## Task details
From the entries below, count every line that contains the word "gorilla". Please give the number and nothing else.

## Source records
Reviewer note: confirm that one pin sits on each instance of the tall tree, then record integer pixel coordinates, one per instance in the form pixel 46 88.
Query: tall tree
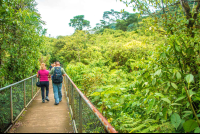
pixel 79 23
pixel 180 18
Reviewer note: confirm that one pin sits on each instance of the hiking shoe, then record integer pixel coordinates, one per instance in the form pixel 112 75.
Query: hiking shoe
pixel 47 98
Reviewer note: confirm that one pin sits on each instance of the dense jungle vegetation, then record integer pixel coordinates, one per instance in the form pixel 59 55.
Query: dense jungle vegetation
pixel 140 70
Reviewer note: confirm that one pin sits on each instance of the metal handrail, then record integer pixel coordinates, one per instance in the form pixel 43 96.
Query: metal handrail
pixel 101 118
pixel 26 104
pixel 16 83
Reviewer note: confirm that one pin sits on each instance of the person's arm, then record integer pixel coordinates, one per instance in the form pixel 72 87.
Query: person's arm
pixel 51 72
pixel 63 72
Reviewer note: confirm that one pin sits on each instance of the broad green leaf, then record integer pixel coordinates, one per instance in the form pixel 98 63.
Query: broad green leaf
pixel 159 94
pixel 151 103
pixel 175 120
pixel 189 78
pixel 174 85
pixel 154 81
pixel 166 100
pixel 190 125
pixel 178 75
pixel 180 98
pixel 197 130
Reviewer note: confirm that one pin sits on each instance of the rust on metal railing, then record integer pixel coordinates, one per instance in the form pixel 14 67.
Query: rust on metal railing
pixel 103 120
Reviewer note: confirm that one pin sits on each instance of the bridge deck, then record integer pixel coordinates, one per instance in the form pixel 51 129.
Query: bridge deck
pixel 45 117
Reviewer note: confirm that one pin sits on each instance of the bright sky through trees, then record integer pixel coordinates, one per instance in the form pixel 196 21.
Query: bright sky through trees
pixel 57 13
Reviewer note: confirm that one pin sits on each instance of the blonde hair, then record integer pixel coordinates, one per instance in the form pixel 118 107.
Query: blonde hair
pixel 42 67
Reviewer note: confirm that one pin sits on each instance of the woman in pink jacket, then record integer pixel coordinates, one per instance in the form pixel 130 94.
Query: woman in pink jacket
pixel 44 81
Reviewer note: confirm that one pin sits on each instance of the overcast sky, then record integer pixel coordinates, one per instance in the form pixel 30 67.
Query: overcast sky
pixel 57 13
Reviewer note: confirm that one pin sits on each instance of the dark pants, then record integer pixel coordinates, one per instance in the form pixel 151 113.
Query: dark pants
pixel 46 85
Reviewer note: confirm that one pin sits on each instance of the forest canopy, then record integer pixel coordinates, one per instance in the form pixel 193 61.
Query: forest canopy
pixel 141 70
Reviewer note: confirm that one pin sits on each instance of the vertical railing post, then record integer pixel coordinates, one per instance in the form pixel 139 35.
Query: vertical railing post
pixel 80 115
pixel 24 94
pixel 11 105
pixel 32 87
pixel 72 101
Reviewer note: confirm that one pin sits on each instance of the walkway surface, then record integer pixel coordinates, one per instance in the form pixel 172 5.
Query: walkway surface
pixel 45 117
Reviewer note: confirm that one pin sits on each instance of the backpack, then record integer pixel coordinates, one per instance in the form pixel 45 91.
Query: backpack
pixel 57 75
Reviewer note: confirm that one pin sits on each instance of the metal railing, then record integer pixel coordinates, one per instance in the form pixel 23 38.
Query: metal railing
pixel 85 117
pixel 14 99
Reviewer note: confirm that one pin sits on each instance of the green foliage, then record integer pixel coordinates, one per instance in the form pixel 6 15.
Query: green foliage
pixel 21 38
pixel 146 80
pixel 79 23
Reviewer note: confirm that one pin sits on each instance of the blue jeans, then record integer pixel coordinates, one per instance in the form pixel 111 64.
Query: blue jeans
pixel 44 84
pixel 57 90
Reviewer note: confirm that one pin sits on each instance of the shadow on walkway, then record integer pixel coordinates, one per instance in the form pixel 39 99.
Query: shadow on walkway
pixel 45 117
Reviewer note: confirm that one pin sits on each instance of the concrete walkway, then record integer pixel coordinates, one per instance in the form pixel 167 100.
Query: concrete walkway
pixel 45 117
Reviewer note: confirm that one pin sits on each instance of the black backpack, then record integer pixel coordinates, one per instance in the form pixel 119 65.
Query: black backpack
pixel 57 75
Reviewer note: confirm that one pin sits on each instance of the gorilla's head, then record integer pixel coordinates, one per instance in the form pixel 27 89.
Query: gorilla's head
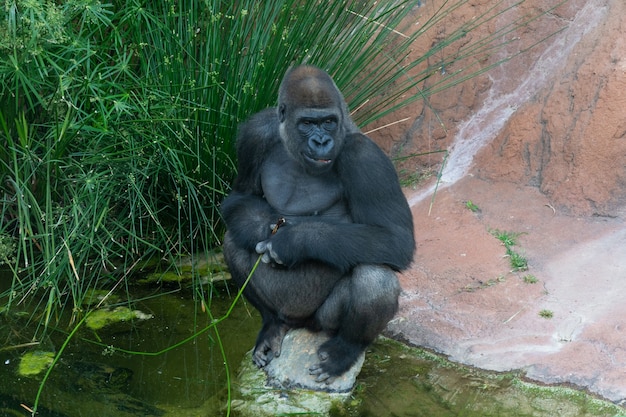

## Answer for the task
2